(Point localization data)
******

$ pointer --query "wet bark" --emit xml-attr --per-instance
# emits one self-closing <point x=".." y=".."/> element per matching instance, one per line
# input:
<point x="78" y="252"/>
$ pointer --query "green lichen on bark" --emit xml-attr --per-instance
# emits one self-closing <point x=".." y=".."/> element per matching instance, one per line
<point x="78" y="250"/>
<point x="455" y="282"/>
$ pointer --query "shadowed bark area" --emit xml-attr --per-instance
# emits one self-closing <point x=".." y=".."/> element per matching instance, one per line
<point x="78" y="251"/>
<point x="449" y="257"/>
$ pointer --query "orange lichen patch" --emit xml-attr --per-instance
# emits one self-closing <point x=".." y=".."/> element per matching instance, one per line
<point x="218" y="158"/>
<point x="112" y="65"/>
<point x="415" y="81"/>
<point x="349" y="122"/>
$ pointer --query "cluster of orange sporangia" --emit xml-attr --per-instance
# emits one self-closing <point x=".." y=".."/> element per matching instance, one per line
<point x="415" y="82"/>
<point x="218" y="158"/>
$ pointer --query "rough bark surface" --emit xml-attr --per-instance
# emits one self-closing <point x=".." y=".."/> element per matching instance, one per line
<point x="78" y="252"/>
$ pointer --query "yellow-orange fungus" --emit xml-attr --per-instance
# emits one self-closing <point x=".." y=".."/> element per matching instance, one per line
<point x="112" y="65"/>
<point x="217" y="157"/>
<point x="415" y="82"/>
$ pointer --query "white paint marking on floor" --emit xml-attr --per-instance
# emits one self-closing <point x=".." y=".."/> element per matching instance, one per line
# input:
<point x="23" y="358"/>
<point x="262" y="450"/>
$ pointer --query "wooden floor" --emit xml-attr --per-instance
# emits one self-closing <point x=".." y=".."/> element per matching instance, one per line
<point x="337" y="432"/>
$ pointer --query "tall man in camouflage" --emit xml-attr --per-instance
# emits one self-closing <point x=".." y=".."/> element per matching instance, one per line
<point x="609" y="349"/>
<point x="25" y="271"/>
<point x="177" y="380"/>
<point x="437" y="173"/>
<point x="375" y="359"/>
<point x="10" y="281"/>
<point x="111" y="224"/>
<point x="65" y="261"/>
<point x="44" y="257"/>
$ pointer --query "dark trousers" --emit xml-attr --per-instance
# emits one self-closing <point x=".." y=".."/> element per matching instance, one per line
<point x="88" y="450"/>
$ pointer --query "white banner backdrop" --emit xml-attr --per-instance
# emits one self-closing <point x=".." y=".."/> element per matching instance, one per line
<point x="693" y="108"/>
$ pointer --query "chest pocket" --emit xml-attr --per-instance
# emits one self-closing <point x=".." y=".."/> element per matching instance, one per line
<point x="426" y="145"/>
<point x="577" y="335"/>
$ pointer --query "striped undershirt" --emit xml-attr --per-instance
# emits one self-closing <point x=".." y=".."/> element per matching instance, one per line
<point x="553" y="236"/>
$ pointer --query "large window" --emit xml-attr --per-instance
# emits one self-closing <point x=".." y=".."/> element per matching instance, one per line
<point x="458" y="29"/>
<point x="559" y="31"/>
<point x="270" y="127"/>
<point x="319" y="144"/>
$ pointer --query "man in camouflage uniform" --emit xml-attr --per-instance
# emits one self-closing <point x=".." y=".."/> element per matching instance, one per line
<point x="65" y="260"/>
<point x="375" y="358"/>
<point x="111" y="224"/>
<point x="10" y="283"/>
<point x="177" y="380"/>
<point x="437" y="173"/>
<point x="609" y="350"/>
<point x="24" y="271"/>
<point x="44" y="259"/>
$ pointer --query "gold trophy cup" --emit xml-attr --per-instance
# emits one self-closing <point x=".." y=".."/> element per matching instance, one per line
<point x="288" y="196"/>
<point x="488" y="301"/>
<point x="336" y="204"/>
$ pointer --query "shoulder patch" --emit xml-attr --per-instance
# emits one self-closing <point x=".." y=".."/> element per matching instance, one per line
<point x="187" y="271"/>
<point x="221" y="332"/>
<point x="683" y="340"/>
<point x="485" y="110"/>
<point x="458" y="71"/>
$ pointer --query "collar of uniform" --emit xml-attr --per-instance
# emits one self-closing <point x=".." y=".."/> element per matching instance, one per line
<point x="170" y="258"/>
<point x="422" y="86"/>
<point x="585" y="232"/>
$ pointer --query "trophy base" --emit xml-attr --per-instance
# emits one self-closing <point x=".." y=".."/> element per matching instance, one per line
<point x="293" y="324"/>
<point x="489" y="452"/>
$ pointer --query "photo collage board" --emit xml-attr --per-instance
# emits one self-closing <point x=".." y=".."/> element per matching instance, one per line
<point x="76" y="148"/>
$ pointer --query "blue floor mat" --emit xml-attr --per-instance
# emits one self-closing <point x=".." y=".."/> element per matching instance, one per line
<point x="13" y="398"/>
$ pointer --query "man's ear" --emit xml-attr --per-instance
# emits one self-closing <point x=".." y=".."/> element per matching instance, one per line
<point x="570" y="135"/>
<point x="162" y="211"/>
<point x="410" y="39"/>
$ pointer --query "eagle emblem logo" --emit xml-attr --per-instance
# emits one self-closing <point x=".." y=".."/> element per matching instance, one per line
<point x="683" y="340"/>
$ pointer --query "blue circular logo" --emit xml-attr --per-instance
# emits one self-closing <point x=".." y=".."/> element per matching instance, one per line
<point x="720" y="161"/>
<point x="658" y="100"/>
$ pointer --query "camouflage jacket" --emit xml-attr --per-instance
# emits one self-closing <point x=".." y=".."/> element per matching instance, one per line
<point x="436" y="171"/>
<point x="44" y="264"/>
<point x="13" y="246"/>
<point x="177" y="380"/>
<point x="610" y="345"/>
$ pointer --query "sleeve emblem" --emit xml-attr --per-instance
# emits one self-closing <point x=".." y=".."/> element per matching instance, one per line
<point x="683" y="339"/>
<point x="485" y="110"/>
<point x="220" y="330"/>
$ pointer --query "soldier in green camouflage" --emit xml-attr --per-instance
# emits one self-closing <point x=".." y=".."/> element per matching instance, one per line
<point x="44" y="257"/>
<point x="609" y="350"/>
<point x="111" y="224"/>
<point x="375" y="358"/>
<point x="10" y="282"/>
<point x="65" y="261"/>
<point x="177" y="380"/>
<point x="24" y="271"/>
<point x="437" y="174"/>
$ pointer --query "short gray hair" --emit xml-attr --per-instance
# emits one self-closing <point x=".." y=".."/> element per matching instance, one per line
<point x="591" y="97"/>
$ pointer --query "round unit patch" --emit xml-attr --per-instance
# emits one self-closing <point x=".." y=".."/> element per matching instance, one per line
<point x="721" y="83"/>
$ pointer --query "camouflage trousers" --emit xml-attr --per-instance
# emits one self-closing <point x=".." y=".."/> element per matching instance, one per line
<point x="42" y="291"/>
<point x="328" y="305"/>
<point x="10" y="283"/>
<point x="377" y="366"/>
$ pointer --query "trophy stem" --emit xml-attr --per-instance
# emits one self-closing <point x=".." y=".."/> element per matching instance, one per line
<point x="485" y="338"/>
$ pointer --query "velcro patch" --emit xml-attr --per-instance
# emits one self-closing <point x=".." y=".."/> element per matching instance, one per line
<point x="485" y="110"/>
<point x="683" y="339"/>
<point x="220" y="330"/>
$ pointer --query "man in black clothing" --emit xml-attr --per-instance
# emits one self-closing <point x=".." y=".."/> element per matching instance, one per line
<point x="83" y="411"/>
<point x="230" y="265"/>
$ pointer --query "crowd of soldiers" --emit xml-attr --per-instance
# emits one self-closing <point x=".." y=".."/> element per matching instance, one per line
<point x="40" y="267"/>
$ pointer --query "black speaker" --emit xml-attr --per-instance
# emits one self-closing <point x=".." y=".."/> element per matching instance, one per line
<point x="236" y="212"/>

******

● Problem
Give back each entry so that it matches the original word for word.

● Answer box
$ pointer --query "wet bark" --emit xml-attr --per-instance
# emits one self-closing <point x=".." y=".."/> element per matching instance, one per line
# input:
<point x="78" y="252"/>
$ pointer --query "green lichen on bark" --emit xml-attr --per-instance
# emits one self-closing <point x=".." y=".."/> element per matching instance, one per line
<point x="78" y="250"/>
<point x="455" y="282"/>
$ pointer --query "shadowed bark area" --emit xml-attr --per-instance
# emits one self-closing <point x=".." y=".."/> element per matching instance, one per line
<point x="78" y="251"/>
<point x="449" y="257"/>
$ pointer --query "orange lichen patch" --emit xml-attr --per-instance
# emits one self-closing <point x=".." y=".."/> element per matching instance, one per line
<point x="218" y="158"/>
<point x="112" y="65"/>
<point x="415" y="81"/>
<point x="349" y="122"/>
$ pointer --query "cluster of orange sporangia" --emit xml-attr --per-instance
# emits one self-closing <point x=".." y=".."/> element per matching instance, one per line
<point x="415" y="82"/>
<point x="218" y="158"/>
$ pointer --query "rough bark surface" --emit xml-attr --per-instance
# emits one self-closing <point x=".." y=".."/> element per matching instance, one per line
<point x="78" y="252"/>
$ pointer --query "yellow-orange fungus" --emit xml-attr --per-instance
# emits one self-closing <point x=".." y=".."/> element per matching instance, one per line
<point x="112" y="65"/>
<point x="217" y="157"/>
<point x="415" y="82"/>
$ pointer --query "white paint marking on floor" --emit xml-attr --per-instance
# emits one self-closing <point x=".." y=".."/> element per matching instance, one per line
# input:
<point x="23" y="358"/>
<point x="262" y="450"/>
$ pointer --query "wooden floor" --emit xml-attr --per-instance
# emits one self-closing <point x=".." y=".."/> element per matching instance, one per line
<point x="337" y="432"/>
$ pointer --query "tall man in camouflage" --emit xml-attr --per-instance
# emits one self-closing <point x=".." y=".."/> element per matching instance, one per line
<point x="609" y="349"/>
<point x="25" y="271"/>
<point x="177" y="380"/>
<point x="437" y="173"/>
<point x="375" y="359"/>
<point x="10" y="281"/>
<point x="111" y="224"/>
<point x="65" y="261"/>
<point x="44" y="257"/>
$ pointer --query "dark trousers" --emit xml-attr --per-instance
# emits one self-closing <point x=".." y=".."/> element per matching instance, one per line
<point x="88" y="450"/>
$ pointer --query "white banner backdrop" --emit xml-attr --per-instance
# emits one self-closing <point x=".." y=".."/> element per matching instance, one per line
<point x="693" y="108"/>
$ pointer --query "chest pocket" --emit xml-attr --per-instance
# emits one self-closing <point x=".." y=".."/> element per matching instance, one per line
<point x="426" y="145"/>
<point x="577" y="335"/>
$ pointer --query "striped undershirt" --emit xml-attr --per-instance
# emits one self-closing <point x=".." y=".."/> element per matching instance, one per line
<point x="553" y="236"/>
$ pointer --query "large window" --emit xml-attr --per-instance
# emits one self-closing <point x=".." y=".."/> element per matching instance, one per line
<point x="458" y="29"/>
<point x="559" y="31"/>
<point x="270" y="127"/>
<point x="319" y="144"/>
$ pointer --query "man in camouflage uniform" --emit xml-attr --per-instance
# emits one self-closing <point x=".." y=".."/> element per matching instance, one per line
<point x="65" y="260"/>
<point x="375" y="358"/>
<point x="111" y="224"/>
<point x="10" y="283"/>
<point x="177" y="380"/>
<point x="437" y="173"/>
<point x="609" y="350"/>
<point x="24" y="271"/>
<point x="44" y="259"/>
$ pointer --query "gold trophy cup" --emit xml-attr --per-instance
# emits one self-closing <point x=".." y=".."/> element per matching instance, one per line
<point x="288" y="196"/>
<point x="488" y="301"/>
<point x="336" y="204"/>
$ pointer --query "shoulder patch" --emit xml-attr --per-instance
# emits one self-closing <point x=".." y=".."/> element per matching instance, one per line
<point x="187" y="271"/>
<point x="221" y="332"/>
<point x="683" y="340"/>
<point x="485" y="110"/>
<point x="458" y="71"/>
$ pointer --query "collar of uniform" --emit xml-attr --per-instance
# emits one self-closing <point x=".." y=".."/> element per matching instance, one per line
<point x="170" y="258"/>
<point x="422" y="86"/>
<point x="585" y="232"/>
$ pointer --query "trophy base" --emit xml-attr --per-instance
# emits one self-closing <point x=".." y=".."/> element per matching instance, one per line
<point x="293" y="324"/>
<point x="489" y="452"/>
$ pointer --query "photo collage board" --emit xml-attr --per-instance
# emits one self-closing <point x=".." y=".."/> element per matching instance, one per line
<point x="76" y="148"/>
$ pointer --query "blue floor mat" --emit xml-attr --per-instance
# emits one self-closing <point x=".." y=".."/> element per matching instance, one per line
<point x="13" y="398"/>
$ pointer --query "man's ear" --emit xml-attr --per-instance
# emits one self-closing <point x=".." y=".."/> element per matching instance, one per line
<point x="570" y="135"/>
<point x="162" y="211"/>
<point x="410" y="39"/>
$ pointer --query "eagle emblem logo" --emit xml-attr --per-instance
# emits one self-closing <point x=".." y=".."/> element per matching instance, one per line
<point x="683" y="340"/>
$ pointer --query "blue circular logo" --emit xml-attr --per-instance
# emits one self-closing <point x=".." y=".."/> element per matching instance, one per line
<point x="720" y="161"/>
<point x="658" y="100"/>
$ pointer --query "camouflage jacket" --emit xml-attr --per-instance
# emits one self-closing <point x=".." y=".."/> element per matching instance, one per line
<point x="436" y="171"/>
<point x="44" y="264"/>
<point x="13" y="246"/>
<point x="177" y="380"/>
<point x="610" y="345"/>
$ pointer --query "sleeve emblem" --emit xml-attr --per-instance
# emits one self-closing <point x=".." y=".."/> element per matching instance, one per line
<point x="683" y="339"/>
<point x="485" y="110"/>
<point x="220" y="330"/>
$ pointer --query "soldier in green camouflage" --emit xml-attr --per-instance
# emits one self-closing <point x=".." y=".."/> element per matching instance, one per line
<point x="44" y="257"/>
<point x="609" y="350"/>
<point x="111" y="224"/>
<point x="375" y="358"/>
<point x="10" y="282"/>
<point x="65" y="261"/>
<point x="177" y="380"/>
<point x="24" y="271"/>
<point x="437" y="174"/>
$ pointer --query "short gray hair" --emit xml-attr --per-instance
# emits one self-closing <point x=".." y=".."/> element per matching instance, one per line
<point x="591" y="97"/>
$ pointer --query "round unit patch" --emit xml-attr --per-instance
# emits one self-closing <point x=".." y=".."/> element per matching instance, one per line
<point x="721" y="83"/>
$ pointer --query "camouflage trousers" --emit xml-attr --per-instance
# emits one self-closing <point x=".." y=".."/> element per matching instance, one per line
<point x="42" y="291"/>
<point x="328" y="305"/>
<point x="10" y="283"/>
<point x="377" y="366"/>
$ pointer --query "trophy stem" --emit xml-attr --per-instance
# emits one self-closing <point x=".." y=".."/> element per matching instance, one per line
<point x="485" y="338"/>
$ pointer --query "velcro patch" --emit xml-attr --per-instance
# emits one self-closing <point x=".." y=".."/> element per matching instance, one per line
<point x="485" y="110"/>
<point x="683" y="339"/>
<point x="220" y="330"/>
$ pointer --query "man in black clothing" --emit xml-attr --per-instance
# emits one self-closing <point x=".." y=".."/> element per matching instance, one per line
<point x="83" y="411"/>
<point x="230" y="265"/>
$ pointer --query "crowd of soldiers" --emit xml-attr --per-instance
# emits one self-closing <point x=".." y=".."/> element per matching instance, one per line
<point x="40" y="267"/>
$ pointer --query "black speaker" --emit xml-attr --per-instance
# emits one self-closing <point x=".." y=".."/> element per matching instance, one per line
<point x="236" y="212"/>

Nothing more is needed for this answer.